◆ Description of the task ◆
Could you write out every line of the data below with nothing changed, leaving the pictures out of your answer?

◆ Dataset excerpts ◆
** start **

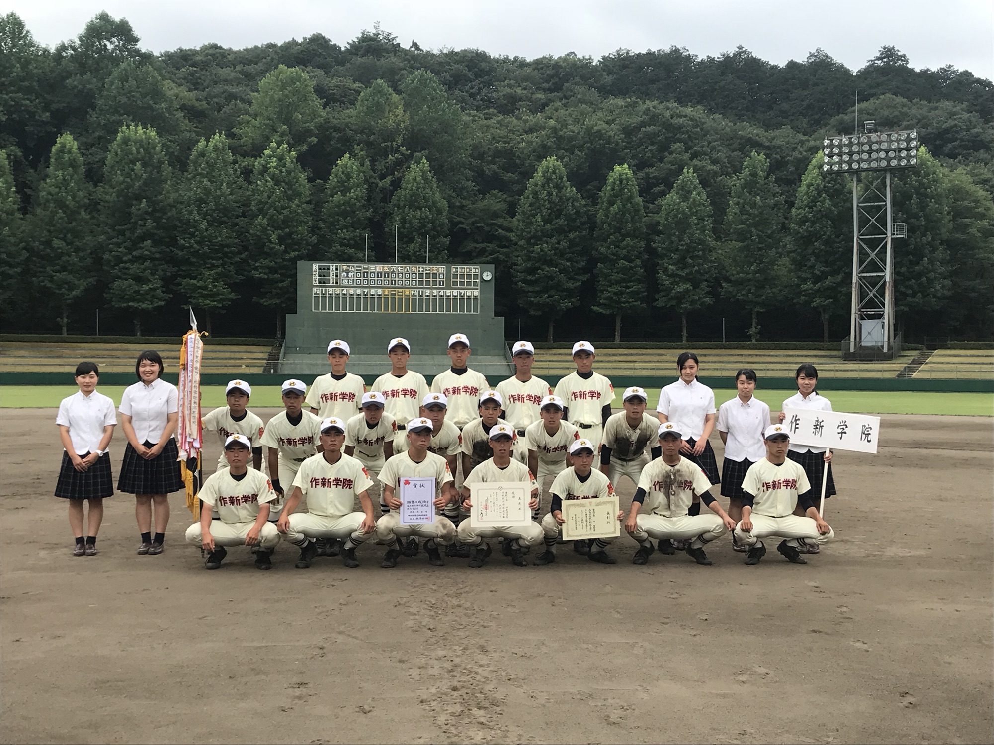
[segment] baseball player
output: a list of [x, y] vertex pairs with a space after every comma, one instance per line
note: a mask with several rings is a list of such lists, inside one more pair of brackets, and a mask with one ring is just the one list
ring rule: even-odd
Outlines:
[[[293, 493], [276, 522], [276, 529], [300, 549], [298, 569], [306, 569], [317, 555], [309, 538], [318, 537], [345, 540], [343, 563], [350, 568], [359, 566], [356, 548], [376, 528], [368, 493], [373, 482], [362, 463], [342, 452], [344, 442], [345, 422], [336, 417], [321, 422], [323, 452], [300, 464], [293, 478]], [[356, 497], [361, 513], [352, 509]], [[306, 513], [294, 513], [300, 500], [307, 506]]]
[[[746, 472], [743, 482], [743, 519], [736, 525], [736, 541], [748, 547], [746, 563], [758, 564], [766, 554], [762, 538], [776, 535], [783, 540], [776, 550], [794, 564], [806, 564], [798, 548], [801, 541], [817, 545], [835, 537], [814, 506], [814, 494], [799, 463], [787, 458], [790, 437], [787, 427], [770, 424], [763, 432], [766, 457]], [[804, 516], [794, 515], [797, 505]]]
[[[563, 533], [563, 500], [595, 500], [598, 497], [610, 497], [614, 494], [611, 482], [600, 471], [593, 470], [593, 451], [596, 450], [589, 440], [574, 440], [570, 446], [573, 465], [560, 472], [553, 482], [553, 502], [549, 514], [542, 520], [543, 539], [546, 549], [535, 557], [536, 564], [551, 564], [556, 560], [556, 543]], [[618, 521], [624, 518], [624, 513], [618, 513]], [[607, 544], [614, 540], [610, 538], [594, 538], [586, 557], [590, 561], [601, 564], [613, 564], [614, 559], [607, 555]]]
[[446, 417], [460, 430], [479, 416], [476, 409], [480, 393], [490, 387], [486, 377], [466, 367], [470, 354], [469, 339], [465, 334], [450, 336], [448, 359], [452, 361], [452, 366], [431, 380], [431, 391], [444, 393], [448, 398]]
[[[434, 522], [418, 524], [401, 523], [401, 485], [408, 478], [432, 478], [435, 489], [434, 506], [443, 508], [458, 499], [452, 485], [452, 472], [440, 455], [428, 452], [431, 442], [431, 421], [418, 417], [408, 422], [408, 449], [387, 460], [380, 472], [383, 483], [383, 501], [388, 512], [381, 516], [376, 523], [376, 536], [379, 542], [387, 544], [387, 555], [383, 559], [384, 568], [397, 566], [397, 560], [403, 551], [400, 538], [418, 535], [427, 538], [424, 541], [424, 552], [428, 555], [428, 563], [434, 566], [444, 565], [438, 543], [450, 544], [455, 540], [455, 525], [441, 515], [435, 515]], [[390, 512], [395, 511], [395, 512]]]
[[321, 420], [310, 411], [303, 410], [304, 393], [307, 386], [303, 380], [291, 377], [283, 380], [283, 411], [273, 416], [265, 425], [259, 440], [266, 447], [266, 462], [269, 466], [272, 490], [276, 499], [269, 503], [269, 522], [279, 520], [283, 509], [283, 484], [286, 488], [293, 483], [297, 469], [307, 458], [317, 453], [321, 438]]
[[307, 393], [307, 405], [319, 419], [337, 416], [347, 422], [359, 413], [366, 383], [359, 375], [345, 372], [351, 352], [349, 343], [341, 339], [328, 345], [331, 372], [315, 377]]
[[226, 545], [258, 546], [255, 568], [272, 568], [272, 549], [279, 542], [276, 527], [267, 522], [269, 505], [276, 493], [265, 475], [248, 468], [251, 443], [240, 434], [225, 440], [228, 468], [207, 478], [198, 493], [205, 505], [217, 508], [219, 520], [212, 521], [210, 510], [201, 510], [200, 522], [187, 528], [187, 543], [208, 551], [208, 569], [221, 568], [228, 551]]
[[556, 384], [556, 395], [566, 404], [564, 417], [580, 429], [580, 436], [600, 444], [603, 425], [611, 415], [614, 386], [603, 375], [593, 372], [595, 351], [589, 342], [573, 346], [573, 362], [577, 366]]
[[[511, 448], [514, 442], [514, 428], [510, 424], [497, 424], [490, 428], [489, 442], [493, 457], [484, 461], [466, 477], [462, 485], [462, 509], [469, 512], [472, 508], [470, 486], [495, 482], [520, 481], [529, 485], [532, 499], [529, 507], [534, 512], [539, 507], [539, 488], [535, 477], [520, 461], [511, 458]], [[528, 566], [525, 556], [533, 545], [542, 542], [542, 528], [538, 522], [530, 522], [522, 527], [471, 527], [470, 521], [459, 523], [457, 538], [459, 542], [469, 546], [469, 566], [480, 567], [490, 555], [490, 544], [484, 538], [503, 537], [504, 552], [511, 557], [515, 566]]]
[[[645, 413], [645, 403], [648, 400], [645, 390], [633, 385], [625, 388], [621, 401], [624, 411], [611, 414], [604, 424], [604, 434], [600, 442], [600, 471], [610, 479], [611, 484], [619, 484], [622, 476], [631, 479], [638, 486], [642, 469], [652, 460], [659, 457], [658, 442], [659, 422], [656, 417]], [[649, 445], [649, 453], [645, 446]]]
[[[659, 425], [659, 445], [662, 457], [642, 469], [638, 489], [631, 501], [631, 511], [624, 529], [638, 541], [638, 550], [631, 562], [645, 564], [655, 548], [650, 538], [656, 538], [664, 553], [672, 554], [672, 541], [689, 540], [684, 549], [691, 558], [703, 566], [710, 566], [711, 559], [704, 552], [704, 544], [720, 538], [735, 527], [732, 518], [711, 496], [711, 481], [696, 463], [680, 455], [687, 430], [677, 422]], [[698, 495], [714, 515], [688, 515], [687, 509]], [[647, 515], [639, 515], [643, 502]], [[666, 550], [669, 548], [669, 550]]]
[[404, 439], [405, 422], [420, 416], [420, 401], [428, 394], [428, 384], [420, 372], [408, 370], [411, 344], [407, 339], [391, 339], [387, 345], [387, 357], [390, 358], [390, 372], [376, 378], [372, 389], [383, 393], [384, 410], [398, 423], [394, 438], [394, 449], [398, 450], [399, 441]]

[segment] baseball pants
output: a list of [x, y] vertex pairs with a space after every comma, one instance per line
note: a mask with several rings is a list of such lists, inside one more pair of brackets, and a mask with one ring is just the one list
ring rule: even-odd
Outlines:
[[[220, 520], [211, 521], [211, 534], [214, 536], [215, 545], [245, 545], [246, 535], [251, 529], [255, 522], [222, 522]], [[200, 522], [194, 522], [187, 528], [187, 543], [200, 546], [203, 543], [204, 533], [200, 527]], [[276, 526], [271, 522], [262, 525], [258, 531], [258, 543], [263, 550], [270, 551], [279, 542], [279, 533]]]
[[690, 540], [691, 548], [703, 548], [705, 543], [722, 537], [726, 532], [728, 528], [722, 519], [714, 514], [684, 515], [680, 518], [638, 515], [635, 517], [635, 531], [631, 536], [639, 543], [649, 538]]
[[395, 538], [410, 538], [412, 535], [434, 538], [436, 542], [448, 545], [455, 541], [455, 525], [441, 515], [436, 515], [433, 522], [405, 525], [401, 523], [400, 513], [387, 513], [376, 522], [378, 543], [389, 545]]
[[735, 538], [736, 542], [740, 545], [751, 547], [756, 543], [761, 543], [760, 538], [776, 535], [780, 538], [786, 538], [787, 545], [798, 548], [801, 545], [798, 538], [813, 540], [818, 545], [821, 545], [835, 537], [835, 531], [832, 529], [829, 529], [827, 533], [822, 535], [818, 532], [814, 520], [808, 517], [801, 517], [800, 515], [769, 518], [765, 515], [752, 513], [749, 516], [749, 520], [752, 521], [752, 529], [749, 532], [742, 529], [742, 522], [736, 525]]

** end **

◆ Written reply ◆
[segment] baseball player
output: a list of [x, y] vertex pairs with a space after every comma, one instance per line
note: a mask with several rings is a list of such lists, inside one more pair of brackets, and a mask with one ring is just the one list
ring rule: even-odd
Outlines:
[[[293, 493], [276, 522], [276, 529], [300, 549], [298, 569], [306, 569], [317, 555], [309, 538], [318, 537], [345, 540], [343, 563], [350, 568], [359, 566], [356, 548], [376, 528], [368, 493], [373, 482], [362, 463], [342, 452], [344, 442], [345, 422], [336, 417], [321, 422], [323, 452], [300, 464], [293, 478]], [[356, 497], [361, 513], [352, 509]], [[306, 513], [294, 513], [300, 500], [307, 506]]]
[[[746, 472], [743, 482], [743, 519], [736, 525], [736, 541], [748, 547], [746, 563], [758, 564], [766, 554], [762, 538], [776, 535], [783, 540], [776, 550], [794, 564], [806, 564], [798, 548], [801, 541], [817, 545], [835, 537], [814, 506], [814, 494], [799, 463], [787, 458], [790, 437], [787, 427], [770, 424], [763, 432], [766, 457]], [[804, 516], [794, 515], [797, 505]]]
[[[563, 533], [563, 500], [595, 500], [598, 497], [610, 497], [614, 494], [611, 482], [600, 471], [593, 470], [593, 451], [596, 450], [589, 440], [574, 440], [570, 446], [573, 465], [560, 472], [553, 482], [553, 502], [549, 514], [542, 520], [543, 539], [546, 549], [535, 557], [536, 564], [551, 564], [556, 560], [556, 543]], [[618, 521], [624, 518], [624, 513], [618, 513]], [[607, 544], [614, 540], [610, 538], [594, 538], [586, 557], [590, 561], [601, 564], [613, 564], [614, 559], [607, 555]]]
[[446, 417], [460, 430], [479, 416], [476, 409], [480, 393], [490, 387], [486, 377], [466, 367], [470, 354], [469, 339], [465, 334], [450, 336], [448, 359], [452, 361], [452, 366], [431, 380], [431, 391], [444, 393], [448, 398]]
[[[434, 522], [418, 524], [401, 523], [401, 485], [408, 478], [432, 478], [435, 489], [434, 506], [443, 508], [458, 499], [452, 485], [452, 472], [440, 455], [428, 452], [431, 442], [431, 421], [418, 417], [408, 422], [408, 449], [387, 460], [380, 472], [383, 483], [383, 501], [388, 512], [381, 516], [376, 523], [376, 536], [379, 542], [387, 544], [387, 555], [383, 559], [384, 568], [397, 566], [397, 560], [403, 551], [400, 538], [418, 535], [427, 538], [424, 541], [424, 552], [428, 555], [428, 563], [434, 566], [444, 565], [438, 543], [450, 544], [455, 540], [455, 525], [441, 515], [435, 515]], [[390, 512], [395, 511], [395, 512]]]
[[321, 420], [310, 411], [303, 410], [304, 393], [307, 386], [303, 380], [291, 377], [283, 380], [283, 411], [273, 416], [265, 425], [259, 440], [266, 447], [266, 462], [269, 466], [272, 490], [276, 499], [269, 503], [269, 522], [279, 520], [283, 509], [283, 484], [286, 488], [293, 483], [297, 469], [307, 458], [317, 453], [321, 438]]
[[307, 393], [307, 405], [319, 419], [337, 416], [347, 422], [359, 413], [366, 383], [359, 375], [345, 372], [351, 352], [349, 343], [341, 339], [328, 345], [331, 372], [315, 377]]
[[226, 545], [258, 546], [255, 568], [272, 568], [272, 549], [279, 542], [276, 527], [267, 522], [269, 505], [276, 493], [265, 475], [248, 468], [251, 443], [240, 434], [225, 440], [228, 468], [207, 478], [198, 493], [205, 505], [217, 508], [219, 520], [212, 521], [210, 510], [201, 510], [200, 522], [187, 528], [187, 543], [208, 551], [208, 569], [221, 568], [228, 551]]
[[556, 384], [556, 395], [566, 404], [564, 417], [580, 429], [580, 436], [600, 444], [603, 425], [611, 415], [614, 386], [603, 375], [593, 372], [595, 351], [589, 342], [573, 346], [573, 362], [577, 366]]
[[[511, 448], [514, 442], [514, 428], [510, 424], [497, 424], [490, 428], [489, 442], [493, 457], [484, 461], [466, 477], [462, 485], [462, 509], [469, 512], [472, 508], [470, 486], [495, 482], [520, 481], [529, 485], [532, 499], [529, 507], [534, 512], [539, 507], [539, 488], [535, 477], [520, 461], [511, 458]], [[528, 566], [525, 556], [533, 545], [542, 542], [542, 528], [538, 522], [530, 522], [522, 527], [471, 527], [470, 521], [459, 523], [457, 538], [459, 542], [469, 546], [469, 566], [480, 567], [490, 555], [490, 544], [484, 538], [503, 537], [504, 552], [511, 557], [515, 566]]]
[[[645, 413], [645, 403], [648, 400], [645, 390], [633, 385], [625, 388], [621, 401], [624, 411], [611, 414], [604, 424], [604, 434], [600, 442], [600, 471], [610, 479], [611, 484], [619, 484], [622, 476], [631, 479], [638, 486], [642, 469], [652, 460], [659, 457], [658, 442], [659, 422], [656, 417]], [[649, 445], [649, 453], [645, 446]]]
[[[659, 425], [659, 445], [662, 457], [642, 469], [638, 489], [631, 501], [631, 511], [624, 529], [638, 541], [638, 550], [631, 562], [645, 564], [655, 548], [650, 538], [656, 538], [664, 553], [672, 554], [672, 541], [689, 540], [684, 549], [691, 558], [703, 566], [710, 566], [711, 559], [704, 552], [704, 544], [720, 538], [735, 527], [732, 518], [711, 496], [711, 481], [696, 463], [680, 455], [687, 430], [677, 422]], [[698, 495], [714, 515], [688, 515], [687, 509]], [[647, 515], [639, 515], [643, 502]], [[666, 550], [669, 548], [669, 550]]]
[[404, 439], [405, 422], [420, 416], [420, 401], [428, 394], [428, 384], [420, 372], [408, 370], [411, 344], [407, 339], [391, 339], [387, 345], [387, 357], [390, 358], [390, 372], [376, 378], [372, 389], [383, 393], [384, 410], [398, 423], [394, 438], [394, 449], [398, 450], [399, 441]]

[segment] baseball pants
output: a list of [x, y] vertex pairs with a space after every comma, one instance per line
note: a mask with several rings is a list of such lists, inside one more pair of brackets, and a mask with one ring is just the one list
ring rule: even-odd
Outlines:
[[[220, 520], [211, 521], [211, 534], [214, 536], [215, 545], [245, 545], [246, 535], [251, 529], [255, 522], [222, 522]], [[200, 522], [194, 522], [187, 528], [187, 543], [200, 546], [203, 543], [204, 533], [200, 527]], [[276, 526], [271, 522], [262, 525], [258, 531], [258, 543], [263, 550], [270, 551], [279, 542], [279, 533]]]
[[690, 540], [691, 548], [703, 548], [705, 543], [722, 537], [726, 532], [728, 528], [722, 519], [714, 514], [684, 515], [680, 518], [638, 515], [635, 517], [635, 531], [631, 536], [639, 543], [649, 538]]
[[395, 538], [410, 538], [412, 535], [434, 538], [436, 542], [448, 545], [455, 541], [455, 525], [441, 515], [436, 515], [433, 522], [405, 525], [401, 523], [400, 513], [387, 513], [376, 522], [378, 543], [389, 545]]
[[735, 538], [736, 542], [740, 545], [751, 547], [756, 543], [761, 543], [760, 538], [776, 535], [780, 538], [786, 538], [787, 545], [798, 548], [801, 545], [798, 538], [813, 540], [818, 545], [821, 545], [835, 537], [835, 531], [832, 529], [829, 529], [827, 533], [822, 535], [818, 532], [814, 520], [808, 517], [801, 517], [800, 515], [769, 518], [765, 515], [752, 513], [749, 516], [749, 520], [752, 521], [752, 529], [749, 532], [742, 529], [742, 522], [736, 525]]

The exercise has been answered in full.